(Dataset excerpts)
────────

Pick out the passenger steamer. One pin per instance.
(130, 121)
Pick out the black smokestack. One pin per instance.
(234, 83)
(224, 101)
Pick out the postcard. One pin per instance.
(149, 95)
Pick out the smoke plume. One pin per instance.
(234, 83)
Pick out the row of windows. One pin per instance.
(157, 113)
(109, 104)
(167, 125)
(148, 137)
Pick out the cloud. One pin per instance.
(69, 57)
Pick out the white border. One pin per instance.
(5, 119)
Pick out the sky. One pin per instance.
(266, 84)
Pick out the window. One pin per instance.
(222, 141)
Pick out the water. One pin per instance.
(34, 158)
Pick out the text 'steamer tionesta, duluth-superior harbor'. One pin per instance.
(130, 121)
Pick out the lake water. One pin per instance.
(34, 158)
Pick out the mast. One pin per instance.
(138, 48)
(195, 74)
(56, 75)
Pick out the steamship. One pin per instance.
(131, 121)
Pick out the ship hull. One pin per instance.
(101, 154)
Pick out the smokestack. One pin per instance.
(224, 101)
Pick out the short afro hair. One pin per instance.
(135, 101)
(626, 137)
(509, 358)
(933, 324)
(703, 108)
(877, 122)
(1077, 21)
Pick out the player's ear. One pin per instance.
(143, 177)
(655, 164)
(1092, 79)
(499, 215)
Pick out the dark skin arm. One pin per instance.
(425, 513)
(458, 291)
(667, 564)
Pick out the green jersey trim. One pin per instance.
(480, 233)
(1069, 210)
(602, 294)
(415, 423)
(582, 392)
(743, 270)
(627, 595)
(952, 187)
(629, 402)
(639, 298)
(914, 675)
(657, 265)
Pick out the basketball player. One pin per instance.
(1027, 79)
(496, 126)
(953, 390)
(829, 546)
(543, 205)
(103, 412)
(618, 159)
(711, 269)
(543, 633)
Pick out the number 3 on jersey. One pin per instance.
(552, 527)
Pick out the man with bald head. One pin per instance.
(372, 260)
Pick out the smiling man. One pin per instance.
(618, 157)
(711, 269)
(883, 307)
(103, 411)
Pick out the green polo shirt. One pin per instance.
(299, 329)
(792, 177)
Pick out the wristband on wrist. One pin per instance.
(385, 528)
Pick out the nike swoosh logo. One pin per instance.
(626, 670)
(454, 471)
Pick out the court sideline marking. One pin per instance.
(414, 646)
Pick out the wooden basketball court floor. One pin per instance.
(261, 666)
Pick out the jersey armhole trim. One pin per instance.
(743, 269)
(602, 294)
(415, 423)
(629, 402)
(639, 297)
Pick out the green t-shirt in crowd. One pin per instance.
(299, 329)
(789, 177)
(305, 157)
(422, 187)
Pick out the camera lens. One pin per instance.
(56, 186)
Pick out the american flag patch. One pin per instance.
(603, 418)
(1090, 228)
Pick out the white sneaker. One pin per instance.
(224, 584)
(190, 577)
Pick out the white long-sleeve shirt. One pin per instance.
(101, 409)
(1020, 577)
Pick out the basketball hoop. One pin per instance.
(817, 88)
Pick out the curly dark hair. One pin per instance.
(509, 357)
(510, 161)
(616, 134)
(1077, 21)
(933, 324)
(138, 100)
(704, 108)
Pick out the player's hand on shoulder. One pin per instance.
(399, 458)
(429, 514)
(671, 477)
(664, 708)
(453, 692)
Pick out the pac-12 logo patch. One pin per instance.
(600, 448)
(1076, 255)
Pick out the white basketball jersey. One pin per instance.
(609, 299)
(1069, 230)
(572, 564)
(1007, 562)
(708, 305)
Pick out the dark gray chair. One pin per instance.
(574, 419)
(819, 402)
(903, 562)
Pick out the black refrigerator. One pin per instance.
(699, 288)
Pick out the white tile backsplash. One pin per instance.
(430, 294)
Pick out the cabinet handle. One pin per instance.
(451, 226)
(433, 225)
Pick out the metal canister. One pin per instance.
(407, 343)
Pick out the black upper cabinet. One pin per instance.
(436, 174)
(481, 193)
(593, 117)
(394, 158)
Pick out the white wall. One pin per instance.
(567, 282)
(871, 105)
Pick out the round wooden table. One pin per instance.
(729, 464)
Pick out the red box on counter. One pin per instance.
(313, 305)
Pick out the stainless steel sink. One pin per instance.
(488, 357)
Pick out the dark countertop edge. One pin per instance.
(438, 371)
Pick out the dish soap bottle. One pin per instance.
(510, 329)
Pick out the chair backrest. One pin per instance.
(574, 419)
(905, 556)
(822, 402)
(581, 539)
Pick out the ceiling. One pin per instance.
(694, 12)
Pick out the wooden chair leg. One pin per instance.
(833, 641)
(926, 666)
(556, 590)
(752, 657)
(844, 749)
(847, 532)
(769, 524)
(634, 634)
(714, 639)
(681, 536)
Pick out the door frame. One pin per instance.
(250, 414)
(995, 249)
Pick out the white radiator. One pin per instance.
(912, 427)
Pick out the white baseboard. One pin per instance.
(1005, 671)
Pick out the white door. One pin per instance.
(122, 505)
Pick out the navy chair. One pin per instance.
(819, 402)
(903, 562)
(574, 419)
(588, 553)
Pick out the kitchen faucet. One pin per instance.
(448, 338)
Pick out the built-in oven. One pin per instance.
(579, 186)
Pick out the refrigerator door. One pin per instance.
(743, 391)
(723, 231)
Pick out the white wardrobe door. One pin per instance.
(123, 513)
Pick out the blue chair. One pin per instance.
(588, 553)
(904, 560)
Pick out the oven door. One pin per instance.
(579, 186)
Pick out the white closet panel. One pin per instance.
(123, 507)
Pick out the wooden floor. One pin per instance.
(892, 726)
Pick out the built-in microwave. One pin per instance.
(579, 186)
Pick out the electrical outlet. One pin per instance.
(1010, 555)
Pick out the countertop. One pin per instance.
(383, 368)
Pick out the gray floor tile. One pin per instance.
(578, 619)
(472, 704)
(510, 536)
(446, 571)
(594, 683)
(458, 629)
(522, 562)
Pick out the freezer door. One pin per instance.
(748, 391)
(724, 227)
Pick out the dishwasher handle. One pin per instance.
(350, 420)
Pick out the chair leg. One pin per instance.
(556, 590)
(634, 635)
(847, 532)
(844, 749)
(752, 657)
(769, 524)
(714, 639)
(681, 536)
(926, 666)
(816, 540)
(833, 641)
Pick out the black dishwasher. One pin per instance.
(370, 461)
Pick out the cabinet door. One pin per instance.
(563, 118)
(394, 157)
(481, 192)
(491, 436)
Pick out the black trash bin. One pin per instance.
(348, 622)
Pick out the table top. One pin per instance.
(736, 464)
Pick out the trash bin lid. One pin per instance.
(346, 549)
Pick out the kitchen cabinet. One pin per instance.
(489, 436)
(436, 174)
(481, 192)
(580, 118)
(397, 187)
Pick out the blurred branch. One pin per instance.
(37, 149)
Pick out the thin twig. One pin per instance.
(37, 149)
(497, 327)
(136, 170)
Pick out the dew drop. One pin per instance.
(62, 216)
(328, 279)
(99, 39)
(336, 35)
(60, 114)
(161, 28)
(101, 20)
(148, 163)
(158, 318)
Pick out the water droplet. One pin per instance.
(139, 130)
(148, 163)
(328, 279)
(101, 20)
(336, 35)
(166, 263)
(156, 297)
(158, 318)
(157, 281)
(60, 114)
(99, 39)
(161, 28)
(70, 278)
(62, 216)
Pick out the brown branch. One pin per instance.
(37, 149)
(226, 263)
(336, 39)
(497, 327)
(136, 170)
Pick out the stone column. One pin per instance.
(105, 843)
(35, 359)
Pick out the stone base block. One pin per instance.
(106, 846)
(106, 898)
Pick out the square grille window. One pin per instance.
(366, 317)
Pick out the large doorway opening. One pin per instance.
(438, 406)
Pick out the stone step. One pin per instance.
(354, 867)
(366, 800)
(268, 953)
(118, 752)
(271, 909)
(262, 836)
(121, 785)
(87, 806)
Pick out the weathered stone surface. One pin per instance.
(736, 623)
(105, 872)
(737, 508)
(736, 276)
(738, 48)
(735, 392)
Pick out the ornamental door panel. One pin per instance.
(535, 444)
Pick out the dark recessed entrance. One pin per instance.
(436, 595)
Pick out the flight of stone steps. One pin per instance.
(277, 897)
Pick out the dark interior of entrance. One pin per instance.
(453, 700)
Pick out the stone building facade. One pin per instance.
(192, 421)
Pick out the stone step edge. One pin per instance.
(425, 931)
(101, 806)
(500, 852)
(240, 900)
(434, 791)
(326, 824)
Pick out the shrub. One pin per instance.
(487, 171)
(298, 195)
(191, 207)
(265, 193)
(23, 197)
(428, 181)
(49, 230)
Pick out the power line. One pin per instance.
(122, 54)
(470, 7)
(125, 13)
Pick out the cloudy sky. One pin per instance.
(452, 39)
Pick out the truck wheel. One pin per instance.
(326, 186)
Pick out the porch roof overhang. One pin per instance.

────────

*Exercise brief*. Begin with the line that contains "Pick out the cloudy" and end with the last line of the data. Repeat those two lines and all between them exactly.

*Answer area*.
Pick out the cloudy sky. One pin per instance.
(452, 39)
Pick out the truck wheel. One pin per instance.
(326, 186)
Pick out the porch roof overhang. One pin per instance.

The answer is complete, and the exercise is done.